GST ARTICLE

 

RATES OF TAX UNDER CGST & SGST ACTS ON HOTELS & RESTAURANTS

 

By CA M. Ramachandra Murthy


 

According to Section 9 (1) of the CGST Act, 2017 and Section 9 (1) of the SGST Act, 2017 (for short Act); Central Tax and State Tax shall be levied on all intra-state supplies of goods or services or both except on the supply of alcoholic liquor on the value at such rates notified by the Government.

 

The activities which are to be treated as supply of goods or supply of services are mentioned in Schedule II to the Act. According para 6 (b) of Schedule II to the Act “supply, by way of or as part of any service or in any other manner whatsoever, of goods, being food or any other article for human consumption or any drink (other than alcoholic liquor for human consumption), where such supply or service is for, deferred payment or other valuable consideration” shall be treated as supply of service. Hence in case of supply of food and beverages by way of or as part of any service, in any Hotel, Restaurant, etc., the Rules relating to supply of services have to be followed.

 

The Government of India, Ministry of Finance, Department of Revenue vide Notification No.11/2017 – Central Tax (rate) dated 28th June, 2017 has notified the applicable rates of taxes for various supply of services. Under this Notification, Chapter 99, Section 6 and Heading 9963, the rates of taxes relating to accommodation services and supply of food services provided by Hotels and Restaurants etc. are notified.

 

According to sub-entry (i) of Heading 9963, supply, by way of or as part of any service or in any other manner whatsoever, of goods, being food or any other article for human consumption or drink, where such supply or service is for cash, deferred payment or other valuable consideration, provided by a restaurant, eating joint including mess, canteen, neither having the facility of air-conditioning or central air-heating in any part of the establishment, at any time during the year nor having licence or permit or by whatever name called to serve alcoholic liquor for human consumption is liable to tax @ 6% under the CGST Act and 6% under SGST Act.

 

According to sub-entry (iii) supply, by way of or as part of any service or in any other manner whatsoever, of goods, being food or any other article for human consumption or any drink, where such supply or service is for cash, deferred payment or other valuable consideration, provided by a restaurant, eating joint including mess, canteen, having licence or permit or by whatever name called to serve alcoholic liquor for human consumption is liable to tax @ 9% under the CGST Act and 9% under SGST Act.

 

According to sub-entry (iv) supply, by way of or as part of any service or in any other manner whatsoever, of goods, being food or any other article for human consumption or any drink, where such supply or service is for cash, deferred payment or other valuable consideration, provided by a restaurant, eating joint including mess, canteen, having the facility of air-conditioning or central air-heating in any part of the establishment, at any time during the year is liable to tax 9% under the CGST Act and 9% under SGST Act.

◆ **THE TASKS**
a) In the GST rates article, rewrite everything from "RATES OF TAX UNDER" down to "by the Government.", swapping "levied" for "imposed".
b) Extend the article on GST rates for hotels and restaurants from the point where it stops.

◆ **MATERIAL SUPPLIED**
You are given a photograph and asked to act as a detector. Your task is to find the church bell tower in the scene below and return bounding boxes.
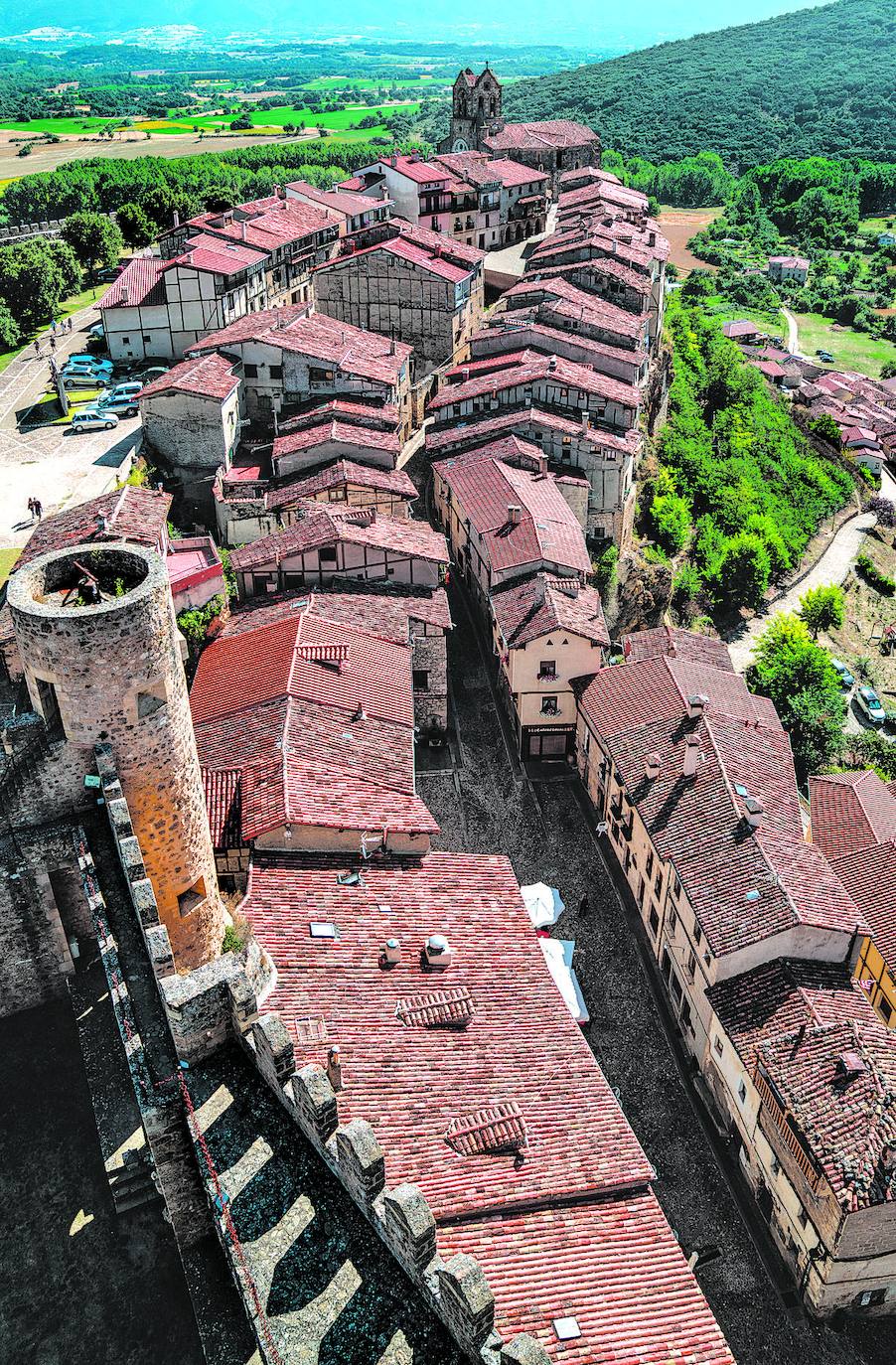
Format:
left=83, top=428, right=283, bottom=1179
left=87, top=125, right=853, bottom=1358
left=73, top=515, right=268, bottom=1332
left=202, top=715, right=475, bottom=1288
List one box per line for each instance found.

◆ **EXERCISE RESULTS**
a)
RATES OF TAX UNDER CGST & SGST ACTS ON HOTELS & RESTAURANTS

 

By CA M. Ramachandra Murthy


 

According to Section 9 (1) of the CGST Act, 2017 and Section 9 (1) of the SGST Act, 2017 (for short Act); Central Tax and State Tax shall be imposed on all intra-state supplies of goods or services or both except on the supply of alcoholic liquor on the value at such rates notified by the Government.

b)
In respect of all the above categories of suppliers of services, GST is required to be paid at total GST rates of 12% or 18%, as the case may be, on the value of supply of services provided by them. However if any supplier whose aggregate turnover in the preceding financial year did not exceed Rs.75 lakhs and who is eligible to opt for composition scheme of tax provided under Section10 (1) (b) of the C/SGST Act is liable to pay total GST @ 5% (2.5% + 2.5%) on the value of supplies. Apart from this category of supplier of services, no other service provider is eligible for composition under the C/SGST Act.

 

Thus broadly there are four categories of suppliers of services under the GST Act, attracting different rates of taxes, summary of which is as under.

 

Category of business

Rate of tax under CGST & SGST

Total GST

Opted for composition

(whether having AC or not)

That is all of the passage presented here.